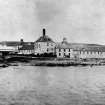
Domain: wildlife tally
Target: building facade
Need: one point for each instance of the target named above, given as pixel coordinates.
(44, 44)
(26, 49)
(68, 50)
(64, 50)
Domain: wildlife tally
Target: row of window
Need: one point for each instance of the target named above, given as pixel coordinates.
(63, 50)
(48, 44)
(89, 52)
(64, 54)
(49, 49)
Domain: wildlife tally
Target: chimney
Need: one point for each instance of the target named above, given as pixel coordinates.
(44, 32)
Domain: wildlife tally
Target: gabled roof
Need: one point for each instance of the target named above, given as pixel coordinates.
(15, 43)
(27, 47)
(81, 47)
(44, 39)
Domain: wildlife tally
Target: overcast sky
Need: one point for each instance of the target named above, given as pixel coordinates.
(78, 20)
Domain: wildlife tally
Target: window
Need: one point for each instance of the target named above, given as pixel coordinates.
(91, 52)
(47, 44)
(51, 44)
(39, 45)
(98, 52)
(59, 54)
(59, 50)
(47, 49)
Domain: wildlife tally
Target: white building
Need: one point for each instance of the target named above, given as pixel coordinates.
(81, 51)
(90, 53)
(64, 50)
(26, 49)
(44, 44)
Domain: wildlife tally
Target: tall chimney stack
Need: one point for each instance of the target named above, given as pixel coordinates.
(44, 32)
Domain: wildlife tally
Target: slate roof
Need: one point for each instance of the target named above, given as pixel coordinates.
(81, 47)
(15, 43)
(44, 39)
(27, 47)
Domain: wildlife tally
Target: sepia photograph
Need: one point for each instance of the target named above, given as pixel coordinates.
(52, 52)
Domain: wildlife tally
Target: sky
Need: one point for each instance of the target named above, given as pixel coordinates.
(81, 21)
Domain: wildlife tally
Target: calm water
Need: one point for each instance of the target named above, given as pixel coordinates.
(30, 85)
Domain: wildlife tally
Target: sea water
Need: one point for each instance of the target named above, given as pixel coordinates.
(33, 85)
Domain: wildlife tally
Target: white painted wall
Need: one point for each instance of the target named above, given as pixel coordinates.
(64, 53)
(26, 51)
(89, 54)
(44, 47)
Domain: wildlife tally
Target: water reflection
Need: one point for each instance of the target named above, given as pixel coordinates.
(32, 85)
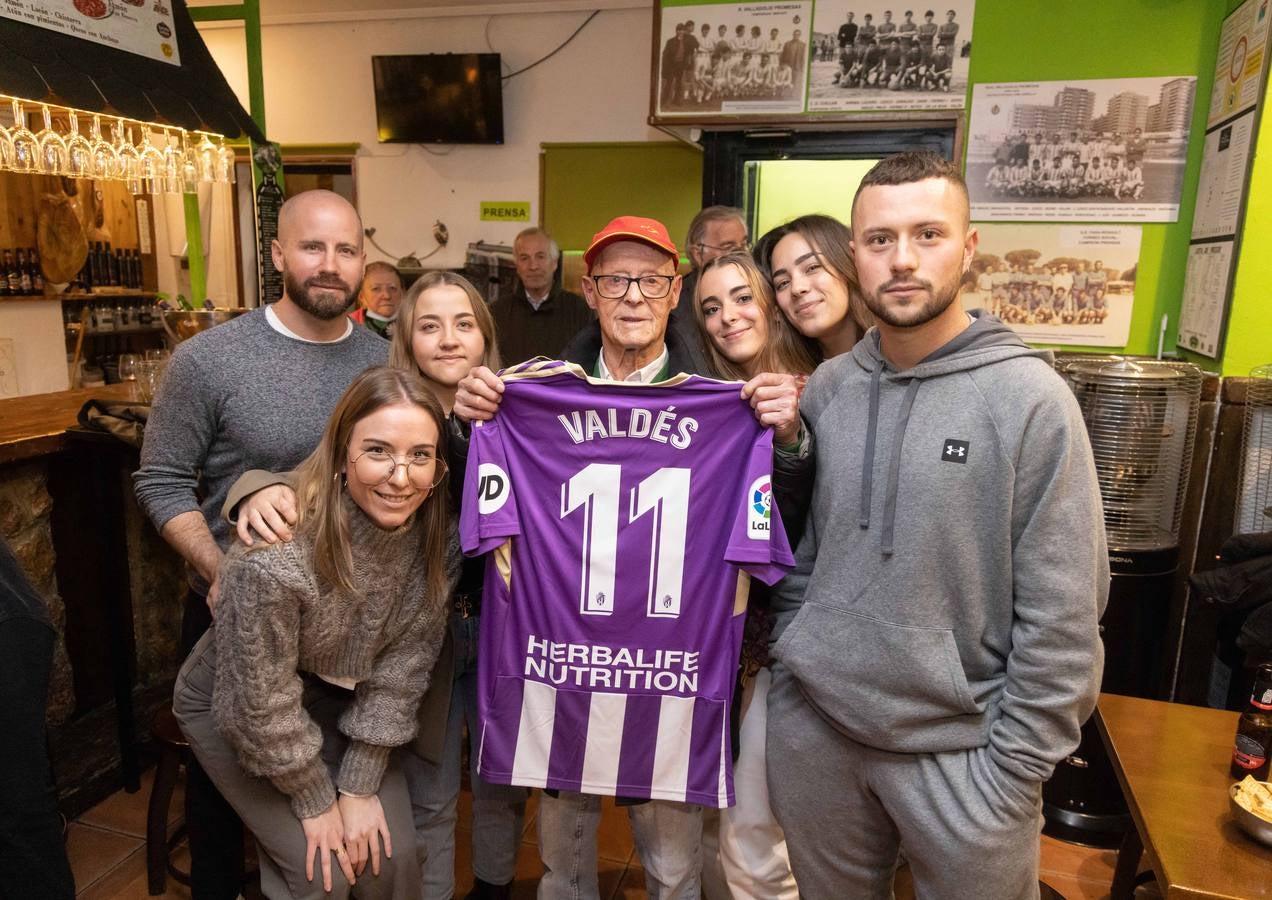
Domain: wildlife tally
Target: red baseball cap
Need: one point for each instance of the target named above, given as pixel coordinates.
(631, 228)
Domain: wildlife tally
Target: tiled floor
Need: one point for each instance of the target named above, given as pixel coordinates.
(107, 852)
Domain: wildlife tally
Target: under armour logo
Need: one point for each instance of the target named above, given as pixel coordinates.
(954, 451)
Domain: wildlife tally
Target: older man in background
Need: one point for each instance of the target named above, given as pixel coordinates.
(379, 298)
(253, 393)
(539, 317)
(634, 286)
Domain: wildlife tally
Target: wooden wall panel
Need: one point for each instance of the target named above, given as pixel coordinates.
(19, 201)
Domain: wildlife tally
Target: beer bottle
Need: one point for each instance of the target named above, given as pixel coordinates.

§ SHORT TASK
Except for the pictures, print the data above exactly.

§ SOLUTION TO THIS TASK
Domain: wildlife tally
Target: building facade
Need: one point for each instance of the target named above, given as pixel coordinates.
(44, 44)
(26, 49)
(68, 50)
(64, 50)
Domain: wildlife tally
Target: row of window
Need: one point for each instance of the target named above, given as pixel coordinates.
(63, 50)
(48, 44)
(89, 52)
(64, 54)
(49, 49)
Domain: wildlife tally
Target: chimney
Need: one point for each instance of the target named above, given as pixel coordinates.
(44, 32)
Domain: wildlife tally
Target: gabled roof
Need: one point for each instance of the target named above, given as pixel coordinates.
(15, 43)
(27, 47)
(81, 47)
(44, 39)
Domain: wildlife tally
Target: overcast sky
Need: one point for each instance of the target named above, given as pixel coordinates.
(78, 20)
Domain: wildlife tally
Target: window
Need: one point for each instance of the target named above, given as pixel coordinates.
(91, 52)
(47, 44)
(51, 44)
(39, 45)
(98, 52)
(59, 54)
(59, 50)
(47, 49)
Domain: wildlife tally
Target: white building
Need: one point for each instance of the target named above, given as pixel coordinates.
(81, 51)
(90, 53)
(64, 50)
(26, 49)
(44, 44)
Domain: wildlife tally
Target: tall chimney stack
Need: one point for each instance of the target named above, given as pixel coordinates.
(44, 32)
Domain: wildlife tally
Target: slate roof
Need: one point for each instance of the target named above, given as pixel coordinates.
(81, 47)
(15, 43)
(44, 39)
(27, 47)
Domain: wildlife tally
Target: sepia photograph
Need: one point for each instance of the target named above, given as pixel coordinates.
(52, 52)
Domain: wildlife tally
Target: sky
Need: one point for each instance of the target named above, given as pixel coordinates.
(81, 21)
Domain: wildlife tally
Target: calm water
Need: one point for each instance of the target named above, given as pixel coordinates.
(30, 85)
Domain: wildlife tally
Target: sea water
Need: one point for each instance of the target named above, given as pixel coordinates.
(33, 85)
Domain: wildlife tally
Target: white painted wall
Need: one point for each instance of the target named above, given as pixel coordinates.
(64, 53)
(26, 51)
(89, 54)
(44, 47)
Domain: wildlife tally
Target: water reflection
Need: one point for each instance of the target named above, given as pixel coordinates.
(32, 85)
Domain: wildlife tally
Target: red baseball cap
Need: one point for each instance of the target named above, given as pixel coordinates.
(631, 228)
Domain: wildlife tally
Target: tiled floor
Need: one point for each instance of the target named above, given as pixel coordinates.
(107, 852)
Domain: wildlife tally
Target: under armour logo
Need: one point for each instance of the target named above, given as pixel coordinates.
(954, 451)
Domain: wildlife tally
Target: older man in background
Need: one point for each instance of the target named above, given as pixel coordinates.
(379, 298)
(253, 393)
(539, 317)
(634, 286)
Domain: wildlife tally
Target: wooden wall panel
Need: one point for each instance of the target named above, given as pixel coordinates.
(19, 201)
Domain: wildlife tally
Target: beer bottle
Need: one point for each instance of the target named above, given as pixel coordinates.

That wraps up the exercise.